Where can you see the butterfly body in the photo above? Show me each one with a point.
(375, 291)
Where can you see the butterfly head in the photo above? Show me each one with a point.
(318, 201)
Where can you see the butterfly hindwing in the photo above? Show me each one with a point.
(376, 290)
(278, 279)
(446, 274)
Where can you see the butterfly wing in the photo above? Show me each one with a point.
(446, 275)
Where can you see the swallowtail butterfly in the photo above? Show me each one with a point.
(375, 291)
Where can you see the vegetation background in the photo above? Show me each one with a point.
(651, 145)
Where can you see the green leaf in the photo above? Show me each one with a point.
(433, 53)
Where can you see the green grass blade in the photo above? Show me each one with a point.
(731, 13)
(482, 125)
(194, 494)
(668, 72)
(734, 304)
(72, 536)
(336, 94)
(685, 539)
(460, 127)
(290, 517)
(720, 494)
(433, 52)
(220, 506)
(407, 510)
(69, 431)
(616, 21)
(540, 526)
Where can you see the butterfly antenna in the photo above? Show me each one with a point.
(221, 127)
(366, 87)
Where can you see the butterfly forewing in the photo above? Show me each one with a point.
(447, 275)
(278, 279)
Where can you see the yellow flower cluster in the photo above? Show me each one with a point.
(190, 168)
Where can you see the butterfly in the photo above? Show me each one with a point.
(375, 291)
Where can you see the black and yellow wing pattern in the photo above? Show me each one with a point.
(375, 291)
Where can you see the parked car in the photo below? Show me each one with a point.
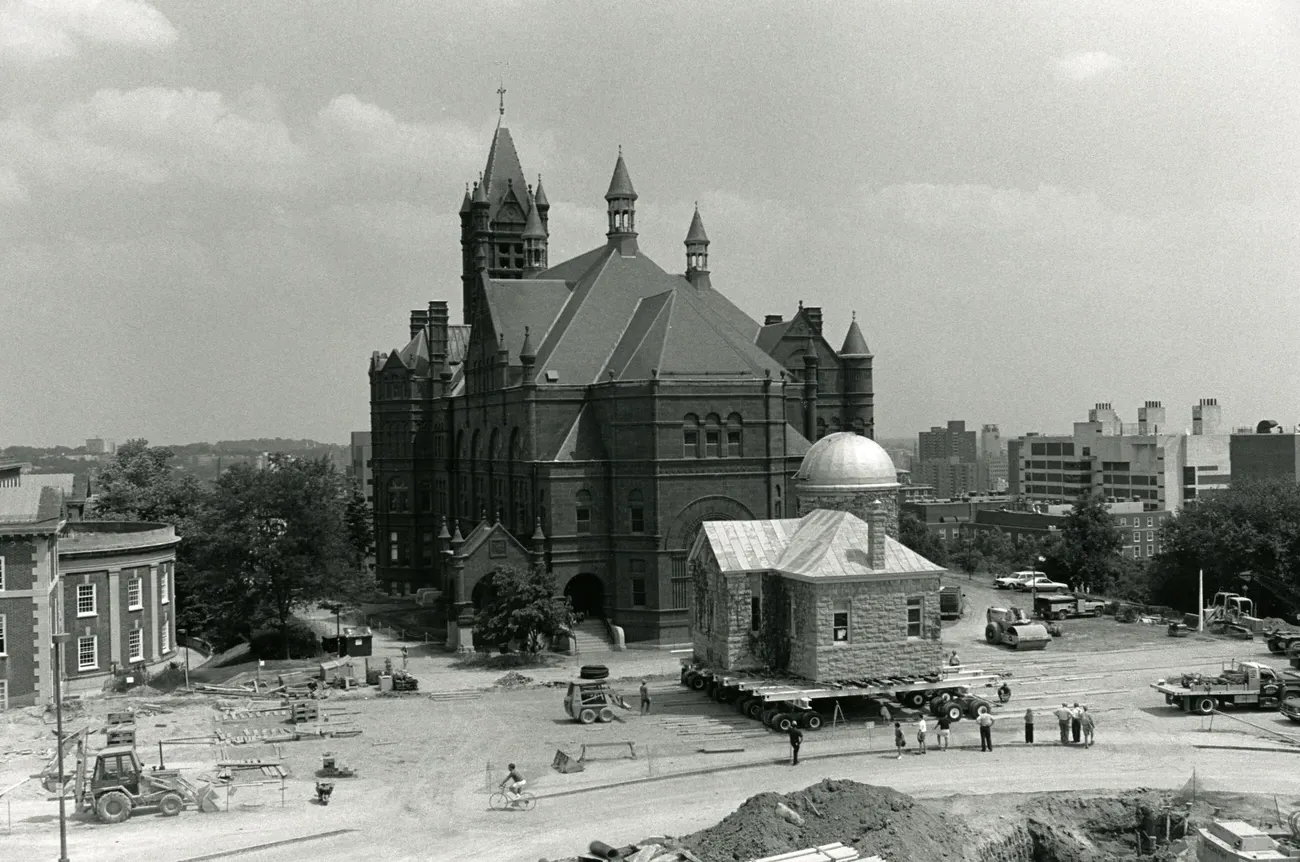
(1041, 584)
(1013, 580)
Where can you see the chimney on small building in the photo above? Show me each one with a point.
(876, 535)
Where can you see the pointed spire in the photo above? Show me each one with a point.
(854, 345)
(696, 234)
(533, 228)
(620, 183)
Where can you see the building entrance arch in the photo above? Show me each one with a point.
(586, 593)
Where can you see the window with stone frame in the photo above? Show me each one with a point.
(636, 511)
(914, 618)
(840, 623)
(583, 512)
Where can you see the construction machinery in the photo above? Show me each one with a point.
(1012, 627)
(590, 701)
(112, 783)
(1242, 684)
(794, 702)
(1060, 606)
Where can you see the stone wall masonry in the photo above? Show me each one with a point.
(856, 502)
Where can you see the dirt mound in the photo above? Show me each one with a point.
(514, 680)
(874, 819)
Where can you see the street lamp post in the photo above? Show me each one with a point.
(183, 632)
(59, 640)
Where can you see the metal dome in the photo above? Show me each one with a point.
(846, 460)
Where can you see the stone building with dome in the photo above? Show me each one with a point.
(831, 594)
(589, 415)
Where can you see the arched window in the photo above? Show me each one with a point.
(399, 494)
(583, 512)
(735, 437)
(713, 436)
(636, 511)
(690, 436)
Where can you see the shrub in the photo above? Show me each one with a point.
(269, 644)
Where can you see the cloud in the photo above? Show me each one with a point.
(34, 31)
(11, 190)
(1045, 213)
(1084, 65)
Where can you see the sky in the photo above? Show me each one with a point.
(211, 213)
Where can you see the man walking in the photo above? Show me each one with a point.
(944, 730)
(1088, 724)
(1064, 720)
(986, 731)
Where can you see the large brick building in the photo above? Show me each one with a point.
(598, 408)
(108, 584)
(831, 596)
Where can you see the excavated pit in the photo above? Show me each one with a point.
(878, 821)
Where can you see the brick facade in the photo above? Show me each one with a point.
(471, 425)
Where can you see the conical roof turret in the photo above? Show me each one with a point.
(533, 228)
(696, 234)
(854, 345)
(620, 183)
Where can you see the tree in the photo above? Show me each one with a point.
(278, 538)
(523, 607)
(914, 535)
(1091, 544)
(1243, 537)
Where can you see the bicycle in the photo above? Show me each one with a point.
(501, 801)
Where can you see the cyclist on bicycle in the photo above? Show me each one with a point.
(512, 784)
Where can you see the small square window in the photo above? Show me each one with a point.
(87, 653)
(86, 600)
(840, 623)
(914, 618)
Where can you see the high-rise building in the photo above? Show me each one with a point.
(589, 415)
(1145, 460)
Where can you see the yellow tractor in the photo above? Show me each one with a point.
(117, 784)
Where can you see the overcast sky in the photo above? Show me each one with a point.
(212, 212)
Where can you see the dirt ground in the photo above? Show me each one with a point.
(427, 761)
...
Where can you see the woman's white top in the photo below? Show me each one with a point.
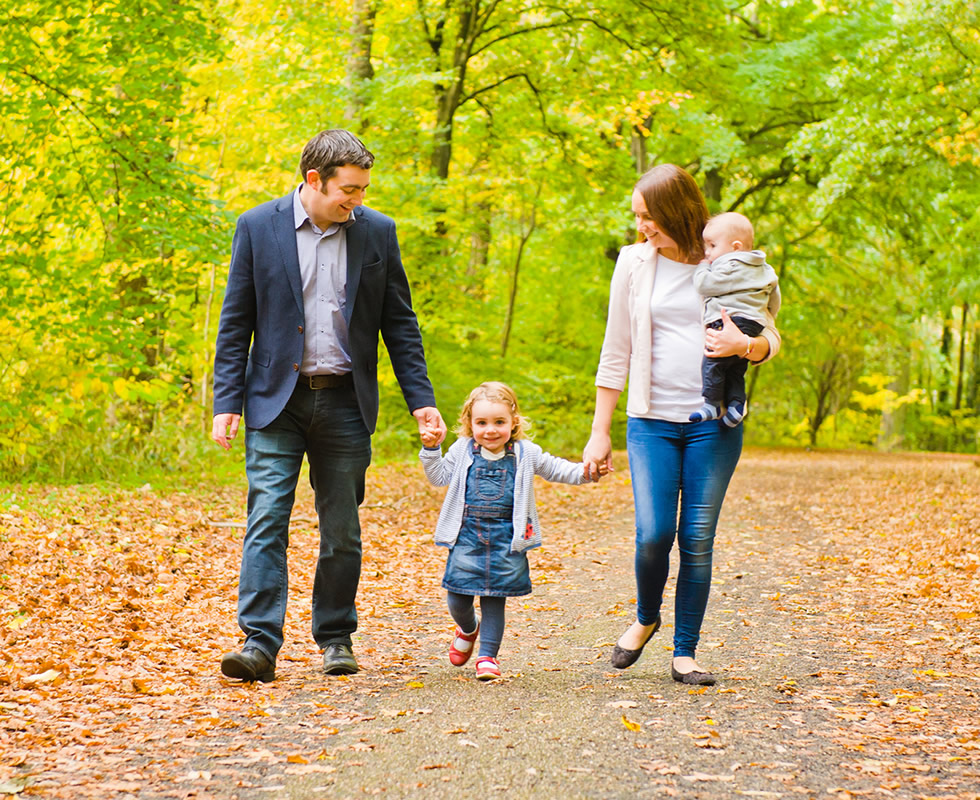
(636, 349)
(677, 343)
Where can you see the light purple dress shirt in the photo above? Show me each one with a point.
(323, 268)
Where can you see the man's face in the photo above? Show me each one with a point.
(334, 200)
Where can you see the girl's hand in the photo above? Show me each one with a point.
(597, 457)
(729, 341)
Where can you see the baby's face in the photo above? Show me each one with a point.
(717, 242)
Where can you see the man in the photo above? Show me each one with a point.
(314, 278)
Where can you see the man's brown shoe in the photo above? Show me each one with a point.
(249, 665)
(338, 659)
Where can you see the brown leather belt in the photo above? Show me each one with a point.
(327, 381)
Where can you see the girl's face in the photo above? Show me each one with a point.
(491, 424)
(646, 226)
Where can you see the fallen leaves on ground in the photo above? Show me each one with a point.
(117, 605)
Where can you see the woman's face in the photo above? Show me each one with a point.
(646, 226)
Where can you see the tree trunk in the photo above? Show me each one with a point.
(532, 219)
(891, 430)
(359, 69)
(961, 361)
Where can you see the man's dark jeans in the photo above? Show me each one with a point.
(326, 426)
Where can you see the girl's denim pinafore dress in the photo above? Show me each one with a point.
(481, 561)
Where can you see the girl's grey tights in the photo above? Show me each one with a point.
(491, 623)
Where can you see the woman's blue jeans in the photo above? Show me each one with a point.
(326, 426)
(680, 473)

◆ **WHAT YOU WILL DO**
Which lines in the material above contain the word "dirt"? Collect every such line, copied in full, and treat uppercase and lowercase as different.

◆ **WRITTEN ANSWER**
Where can you see the dirt mound in the photo above? Show me each one with a point.
Where can you see the dirt ground in the photo above? Show me each one with a point.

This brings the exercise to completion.